DATA FOR THIS TASK Start Marker

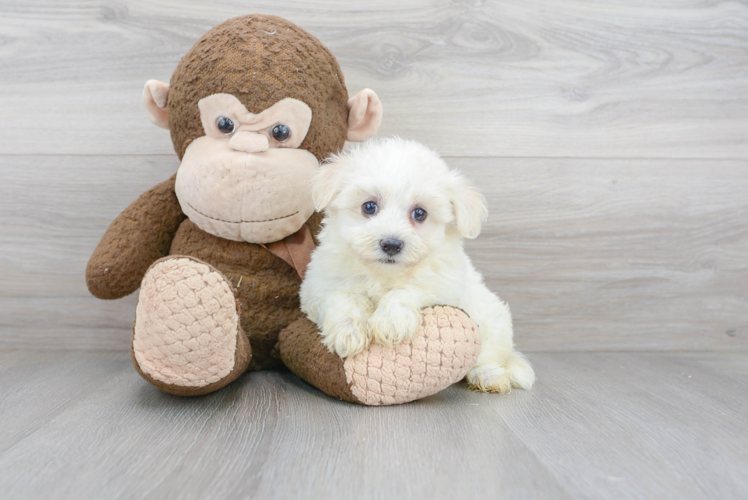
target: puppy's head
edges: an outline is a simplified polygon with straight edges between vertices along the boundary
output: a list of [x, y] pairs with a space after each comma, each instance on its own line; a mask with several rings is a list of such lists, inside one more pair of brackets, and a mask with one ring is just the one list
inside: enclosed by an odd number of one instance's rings
[[312, 195], [326, 210], [326, 232], [386, 265], [415, 265], [442, 245], [475, 238], [487, 215], [483, 196], [437, 153], [399, 138], [333, 155]]

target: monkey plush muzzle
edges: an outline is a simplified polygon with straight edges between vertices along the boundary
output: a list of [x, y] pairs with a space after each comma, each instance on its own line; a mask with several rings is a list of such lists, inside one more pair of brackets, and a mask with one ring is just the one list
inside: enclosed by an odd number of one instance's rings
[[246, 145], [233, 138], [195, 139], [177, 172], [179, 204], [191, 221], [214, 236], [280, 241], [314, 213], [308, 185], [319, 162], [303, 149], [247, 153], [242, 150]]

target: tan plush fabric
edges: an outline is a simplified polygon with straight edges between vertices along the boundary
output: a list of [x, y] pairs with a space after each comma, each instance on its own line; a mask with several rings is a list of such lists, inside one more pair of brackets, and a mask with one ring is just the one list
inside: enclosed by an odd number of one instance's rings
[[[247, 111], [247, 108], [239, 102], [239, 99], [230, 94], [213, 94], [200, 99], [200, 118], [203, 123], [203, 129], [207, 135], [219, 139], [225, 138], [225, 134], [218, 130], [216, 121], [220, 117], [230, 118], [236, 127], [236, 134], [240, 132], [251, 132], [251, 135], [259, 133], [267, 137], [269, 131], [275, 125], [282, 123], [291, 130], [291, 136], [283, 143], [274, 143], [274, 147], [298, 148], [304, 141], [309, 125], [312, 123], [312, 110], [297, 99], [286, 98], [276, 102], [260, 114], [253, 114]], [[247, 134], [251, 136], [250, 134]], [[236, 147], [233, 142], [236, 135], [231, 138], [232, 146]], [[265, 149], [268, 147], [267, 140], [264, 143]], [[247, 151], [245, 148], [237, 148]], [[264, 149], [252, 148], [254, 151], [264, 151]], [[247, 152], [254, 152], [247, 151]]]
[[377, 133], [382, 124], [382, 102], [371, 89], [364, 89], [348, 99], [348, 140], [365, 141]]
[[309, 184], [318, 169], [303, 149], [273, 148], [248, 158], [225, 140], [200, 137], [179, 167], [176, 193], [203, 231], [273, 243], [298, 231], [314, 212]]
[[169, 385], [203, 387], [234, 369], [239, 312], [229, 282], [204, 263], [167, 258], [143, 279], [133, 354], [140, 369]]
[[168, 130], [169, 112], [166, 103], [169, 99], [169, 85], [158, 80], [148, 80], [143, 87], [143, 106], [151, 123]]
[[348, 91], [338, 62], [317, 38], [280, 17], [229, 19], [203, 35], [179, 62], [167, 108], [180, 159], [205, 134], [198, 102], [217, 93], [238, 97], [254, 114], [287, 97], [306, 103], [312, 124], [300, 147], [320, 161], [345, 143]]
[[480, 332], [460, 309], [423, 310], [412, 340], [391, 347], [372, 344], [345, 360], [319, 341], [317, 325], [306, 317], [280, 333], [283, 362], [326, 394], [365, 405], [408, 403], [462, 380], [480, 352]]
[[353, 395], [367, 405], [407, 403], [462, 380], [480, 352], [480, 331], [460, 309], [423, 310], [412, 340], [392, 347], [372, 344], [346, 358], [345, 377]]

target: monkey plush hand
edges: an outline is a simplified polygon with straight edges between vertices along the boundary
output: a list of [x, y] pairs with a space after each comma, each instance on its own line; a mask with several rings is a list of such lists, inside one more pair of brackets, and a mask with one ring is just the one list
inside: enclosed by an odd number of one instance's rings
[[382, 119], [371, 90], [348, 98], [319, 40], [278, 17], [231, 19], [197, 41], [170, 84], [148, 81], [143, 103], [181, 165], [120, 214], [86, 269], [99, 298], [140, 287], [131, 355], [143, 378], [199, 395], [285, 364], [332, 396], [393, 404], [471, 368], [479, 335], [459, 310], [428, 308], [411, 341], [346, 359], [299, 310], [321, 221], [311, 176]]

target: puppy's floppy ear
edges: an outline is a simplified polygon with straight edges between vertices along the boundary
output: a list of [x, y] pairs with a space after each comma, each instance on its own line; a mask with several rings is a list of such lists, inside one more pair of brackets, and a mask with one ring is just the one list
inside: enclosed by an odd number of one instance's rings
[[452, 207], [460, 234], [465, 238], [476, 238], [480, 234], [481, 225], [488, 219], [486, 199], [457, 174], [452, 183]]
[[312, 179], [312, 200], [318, 212], [327, 208], [340, 191], [345, 163], [344, 157], [333, 155], [320, 166]]

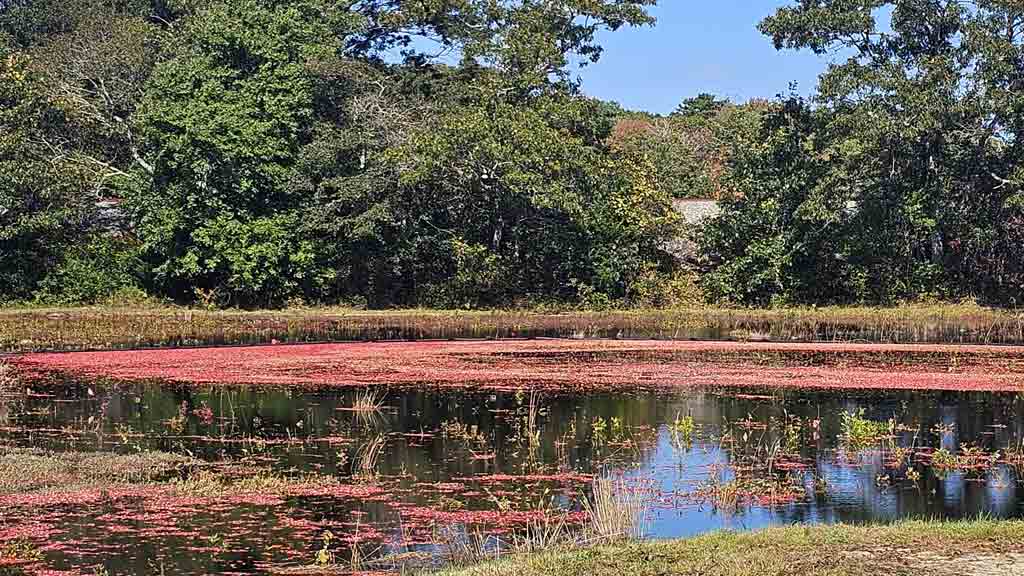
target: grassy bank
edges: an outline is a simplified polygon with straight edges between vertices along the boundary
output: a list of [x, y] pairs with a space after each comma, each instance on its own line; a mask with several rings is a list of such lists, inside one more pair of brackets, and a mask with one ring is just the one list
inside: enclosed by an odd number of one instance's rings
[[787, 527], [512, 556], [442, 576], [1019, 574], [1024, 522]]
[[559, 313], [351, 309], [0, 311], [0, 351], [447, 338], [674, 338], [1024, 343], [1024, 314], [974, 305]]

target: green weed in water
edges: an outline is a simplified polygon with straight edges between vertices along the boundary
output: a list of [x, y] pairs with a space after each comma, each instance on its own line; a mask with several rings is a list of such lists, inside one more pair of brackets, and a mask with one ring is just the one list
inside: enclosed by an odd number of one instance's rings
[[854, 450], [865, 448], [892, 434], [895, 421], [876, 422], [864, 417], [864, 409], [842, 414], [843, 440]]
[[676, 413], [676, 419], [668, 424], [669, 436], [672, 439], [672, 444], [677, 448], [692, 446], [696, 431], [697, 425], [693, 416], [690, 415], [683, 417]]

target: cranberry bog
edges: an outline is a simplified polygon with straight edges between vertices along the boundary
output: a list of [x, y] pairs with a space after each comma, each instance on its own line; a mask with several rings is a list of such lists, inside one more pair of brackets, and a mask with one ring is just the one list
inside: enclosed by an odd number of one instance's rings
[[37, 353], [31, 381], [182, 385], [635, 391], [700, 387], [1024, 390], [1024, 347], [520, 340]]
[[[408, 573], [626, 532], [1024, 510], [1012, 346], [281, 343], [2, 366], [0, 574]], [[609, 507], [625, 525], [601, 525]]]

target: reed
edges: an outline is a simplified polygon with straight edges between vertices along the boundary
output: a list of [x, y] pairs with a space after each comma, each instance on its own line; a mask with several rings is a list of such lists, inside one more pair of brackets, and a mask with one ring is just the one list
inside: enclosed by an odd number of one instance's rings
[[647, 504], [622, 480], [595, 478], [591, 498], [583, 499], [587, 530], [593, 540], [642, 540], [647, 526]]
[[447, 566], [475, 566], [501, 555], [497, 539], [480, 530], [435, 525], [431, 540]]
[[364, 388], [352, 402], [353, 412], [380, 412], [384, 408], [387, 391], [379, 388]]
[[352, 340], [656, 338], [1024, 344], [1024, 313], [973, 304], [779, 310], [210, 312], [182, 308], [0, 311], [0, 351]]
[[354, 476], [366, 481], [376, 480], [377, 463], [384, 454], [385, 448], [387, 448], [387, 436], [384, 434], [375, 436], [363, 444], [356, 453]]
[[564, 515], [545, 517], [532, 522], [526, 531], [512, 538], [510, 552], [513, 554], [533, 554], [560, 548], [574, 548], [579, 544], [573, 531], [569, 529]]

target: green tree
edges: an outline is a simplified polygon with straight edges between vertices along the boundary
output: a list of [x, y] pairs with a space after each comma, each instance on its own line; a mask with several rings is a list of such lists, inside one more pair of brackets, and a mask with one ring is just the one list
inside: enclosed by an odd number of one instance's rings
[[154, 174], [132, 207], [163, 290], [266, 305], [322, 280], [290, 183], [317, 67], [350, 26], [315, 1], [231, 0], [188, 19], [136, 118]]
[[0, 301], [29, 298], [92, 227], [88, 175], [53, 162], [48, 136], [67, 118], [44, 97], [28, 59], [0, 52]]
[[865, 297], [851, 185], [822, 138], [829, 118], [789, 98], [768, 108], [760, 137], [730, 159], [730, 193], [700, 236], [712, 299], [766, 306]]
[[817, 101], [864, 298], [1019, 302], [1024, 7], [800, 0], [761, 29], [779, 48], [849, 55]]
[[622, 295], [671, 213], [570, 71], [650, 5], [0, 2], [8, 298], [95, 301], [140, 261], [155, 293], [245, 306]]
[[581, 289], [622, 297], [656, 260], [674, 223], [670, 198], [649, 165], [600, 145], [589, 127], [597, 105], [541, 97], [463, 107], [397, 152], [415, 218], [413, 277], [426, 298], [476, 306]]

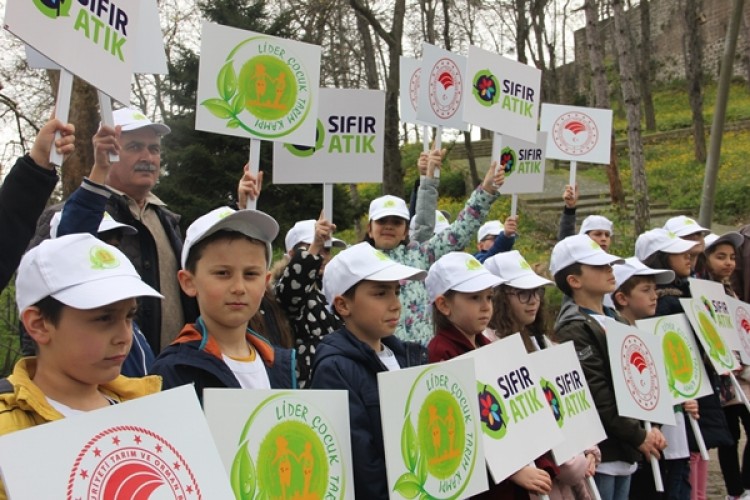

DATA FOR THIS TASK End Marker

▸ **TASK TO COMPLETE**: How many lines in the entries above hold the word "target"? Reply with the number by itself.

▸ **ANSWER TO THIS TASK**: 10